Document section Start Marker
Host lockups during data transfers
-
Hi,
I'll try and give as much detail as possible here but forgive me if I miss something.
We are experiencing host lockups or freezes when moving data around or doing backups of vms (XVA Exports). The host OS just freezes and becomes unresponsive resulting in a hard reset. Due to the nature of the crash/lockup we can't seem to find anything in crash or error logs but maybe we're looking in the wrong places.
We initially thought this could be a hardware issue so migrated vms from a problem host and ran a series of hardware tests including memory tests and data transfers over a period of a week. During our data transfer testing we noticed the host ram getting very low due to large amounts of cache/buffering from export to SMB mount with ram getting as low as 50mb free. We added some memory management parameter tweaks to start garbage collection earlier at 528mb rather than the default ~60mb. We added these tweaks as we had a theory that resource depletion on the hosts maybe causing issues when the amount free ram was getting too low and possibly causing a kernel panic/lockup.
We thought we were onto something but the lockups/freezes are still happening when performing XVA Exports (VM Backups). On reflection we've been experiencing these problems since we upgraded to 10gb NICs so were wondering if this could be the cause as the crashes tend to happen when data is being exported across the network to a backup location or another host. The NICs in use are Intel X540-T2 which were recommended in a previous forum post as good to use.
FYI our hosts are white box setups with consumer grade hardware other than the raid controllers and NICs. the hardware is as follows:
• Motherboard: MSI Z490A-PRO
• CPU: Intel I5-10500 3.1GHz (LGA1200)
• RAM: 128GB Kingston Fury Beast DDR4 3200 (CL16-20-20)
• Primary HDD: Western Digital Blue SN570 NVMe 250GB
• Raid: Dell PERC H710 PCIe
• Physical Disks for Raid, WD Gold 1TB
• PSU: Corsair RM750
• NIC: Intel X540-T2Appreciate any guidance or help in diagnosing this issue.
-
@fluxtor Hi !
First thing to check is
dmesg -T, to see if you have any hardware error -
@AtaxyaNetwork What should we be looking for?
Seeing mostly messages about SMB i.e.
"No dialect specified on mount. Default has changed to a more secure dialect, SMB2.1 or later (e.g. SMB3), from CIFS (SMB1). To use the less secure SMB1 dialect to access old servers which do not support SMB3 (or SMB2.1) specify vers=1.0 on mount."
-
You are looking on the host, right ?
-
@AtaxyaNetwork Hi yes, Sorry I'm not super experienced in this area at all.
I'm SSHd into the host and just ran dmesg -T in the root.
Document section End Marker
Data supplied Start Marker
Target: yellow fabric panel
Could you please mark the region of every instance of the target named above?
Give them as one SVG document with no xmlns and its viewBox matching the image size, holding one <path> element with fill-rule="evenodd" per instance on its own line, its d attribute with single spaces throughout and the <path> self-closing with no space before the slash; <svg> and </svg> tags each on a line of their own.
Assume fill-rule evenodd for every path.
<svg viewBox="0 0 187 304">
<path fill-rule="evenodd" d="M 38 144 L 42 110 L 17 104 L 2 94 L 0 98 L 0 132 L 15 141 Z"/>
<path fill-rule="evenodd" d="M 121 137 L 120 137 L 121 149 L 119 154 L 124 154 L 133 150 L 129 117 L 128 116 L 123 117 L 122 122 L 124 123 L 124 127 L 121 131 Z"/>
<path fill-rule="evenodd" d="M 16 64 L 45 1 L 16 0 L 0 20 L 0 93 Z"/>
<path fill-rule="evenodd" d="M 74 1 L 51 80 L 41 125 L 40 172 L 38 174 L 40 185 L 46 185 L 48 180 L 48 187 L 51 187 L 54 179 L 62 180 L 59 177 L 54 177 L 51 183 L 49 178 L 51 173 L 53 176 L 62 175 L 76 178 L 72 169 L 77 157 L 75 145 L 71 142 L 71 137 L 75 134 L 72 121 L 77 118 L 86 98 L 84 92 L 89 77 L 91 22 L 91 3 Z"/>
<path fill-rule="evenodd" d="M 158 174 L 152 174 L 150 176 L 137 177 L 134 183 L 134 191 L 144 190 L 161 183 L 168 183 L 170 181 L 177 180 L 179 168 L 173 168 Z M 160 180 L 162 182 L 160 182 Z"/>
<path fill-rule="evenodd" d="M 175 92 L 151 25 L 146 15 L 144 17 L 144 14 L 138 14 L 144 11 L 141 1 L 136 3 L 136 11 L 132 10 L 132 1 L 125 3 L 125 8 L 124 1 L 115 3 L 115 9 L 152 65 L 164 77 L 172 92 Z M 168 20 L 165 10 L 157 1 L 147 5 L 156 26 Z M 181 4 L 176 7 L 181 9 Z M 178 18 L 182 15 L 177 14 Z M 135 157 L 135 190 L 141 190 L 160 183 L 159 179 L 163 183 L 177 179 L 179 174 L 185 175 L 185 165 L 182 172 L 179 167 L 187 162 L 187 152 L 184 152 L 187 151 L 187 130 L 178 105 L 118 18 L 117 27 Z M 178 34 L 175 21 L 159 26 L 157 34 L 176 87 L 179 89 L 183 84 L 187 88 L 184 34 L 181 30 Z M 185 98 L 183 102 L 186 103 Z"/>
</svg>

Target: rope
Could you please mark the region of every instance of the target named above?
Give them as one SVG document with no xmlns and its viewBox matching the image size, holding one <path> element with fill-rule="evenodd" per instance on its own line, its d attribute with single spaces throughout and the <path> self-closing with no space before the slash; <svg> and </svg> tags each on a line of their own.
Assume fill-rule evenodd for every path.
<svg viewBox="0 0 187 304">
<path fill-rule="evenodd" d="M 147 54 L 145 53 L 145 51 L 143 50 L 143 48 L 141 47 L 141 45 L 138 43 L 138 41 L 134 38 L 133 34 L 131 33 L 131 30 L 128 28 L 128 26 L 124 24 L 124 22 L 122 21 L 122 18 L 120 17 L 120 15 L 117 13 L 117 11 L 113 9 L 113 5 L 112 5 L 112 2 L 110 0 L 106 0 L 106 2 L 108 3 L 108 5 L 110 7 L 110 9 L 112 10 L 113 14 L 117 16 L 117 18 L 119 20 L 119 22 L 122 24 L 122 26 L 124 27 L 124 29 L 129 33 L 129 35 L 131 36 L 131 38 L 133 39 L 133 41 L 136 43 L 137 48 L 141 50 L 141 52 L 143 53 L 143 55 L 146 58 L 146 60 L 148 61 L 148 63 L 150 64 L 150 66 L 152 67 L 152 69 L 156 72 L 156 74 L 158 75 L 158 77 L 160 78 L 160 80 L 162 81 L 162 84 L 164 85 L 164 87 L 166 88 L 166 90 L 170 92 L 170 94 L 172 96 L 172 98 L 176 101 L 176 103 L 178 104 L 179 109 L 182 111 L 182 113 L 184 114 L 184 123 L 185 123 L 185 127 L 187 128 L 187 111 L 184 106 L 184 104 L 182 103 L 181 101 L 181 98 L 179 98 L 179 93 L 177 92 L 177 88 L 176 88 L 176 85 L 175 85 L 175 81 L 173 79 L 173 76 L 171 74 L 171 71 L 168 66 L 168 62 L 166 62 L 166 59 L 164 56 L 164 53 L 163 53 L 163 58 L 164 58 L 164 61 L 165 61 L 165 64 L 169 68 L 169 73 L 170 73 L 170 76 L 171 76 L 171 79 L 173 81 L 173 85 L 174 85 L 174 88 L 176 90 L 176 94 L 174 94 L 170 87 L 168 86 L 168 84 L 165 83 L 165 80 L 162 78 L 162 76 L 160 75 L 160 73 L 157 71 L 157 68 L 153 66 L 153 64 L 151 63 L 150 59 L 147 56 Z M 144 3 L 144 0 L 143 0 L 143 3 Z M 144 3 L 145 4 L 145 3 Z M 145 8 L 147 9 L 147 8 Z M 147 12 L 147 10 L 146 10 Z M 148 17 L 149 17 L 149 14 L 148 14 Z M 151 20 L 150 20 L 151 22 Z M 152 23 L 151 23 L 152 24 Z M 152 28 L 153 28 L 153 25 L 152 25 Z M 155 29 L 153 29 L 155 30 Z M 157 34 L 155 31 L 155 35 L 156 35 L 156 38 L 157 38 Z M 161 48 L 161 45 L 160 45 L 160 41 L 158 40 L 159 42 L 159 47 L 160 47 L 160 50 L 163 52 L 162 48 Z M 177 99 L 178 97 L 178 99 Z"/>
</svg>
Data supplied End Marker
• Problems to work on:
[1] Can you write out the part of the forum thread on host lockups starting with "Seeing mostly messages" and going on through "in the root."?
[2] Does the forum thread on host lockups agree with each of these statements: (a) the hosts use Intel X540-T2 network cards, (b) the tweaks set garbage collection to start at about 60mb, and (c) each host has 64GB of RAM? Answer yes or no for each, quoting the words that decide it.
The records are separate material, unrelated to the forum thread on host lockups.

• Expected responses:
[1]
Seeing mostly messages about SMB i.e.
"No dialect specified on mount. Default has changed to a more secure dialect, SMB2.1 or later (e.g. SMB3), from CIFS (SMB1). To use the less secure SMB1 dialect to access old servers which do not support SMB3 (or SMB2.1) specify vers=1.0 on mount."
-
You are looking on the host, right ?
-
@AtaxyaNetwork Hi yes, Sorry I'm not super experienced in this area at all.
I'm SSHd into the host and just ran dmesg -T in the root.

[2]
(a) Yes: "The NICs in use are Intel X540-T2"
(b) No: "start garbage collection earlier at 528mb rather than the default ~60mb"
(c) No: "RAM: 128GB Kingston Fury Beast DDR4 3200 (CL16-20-20)"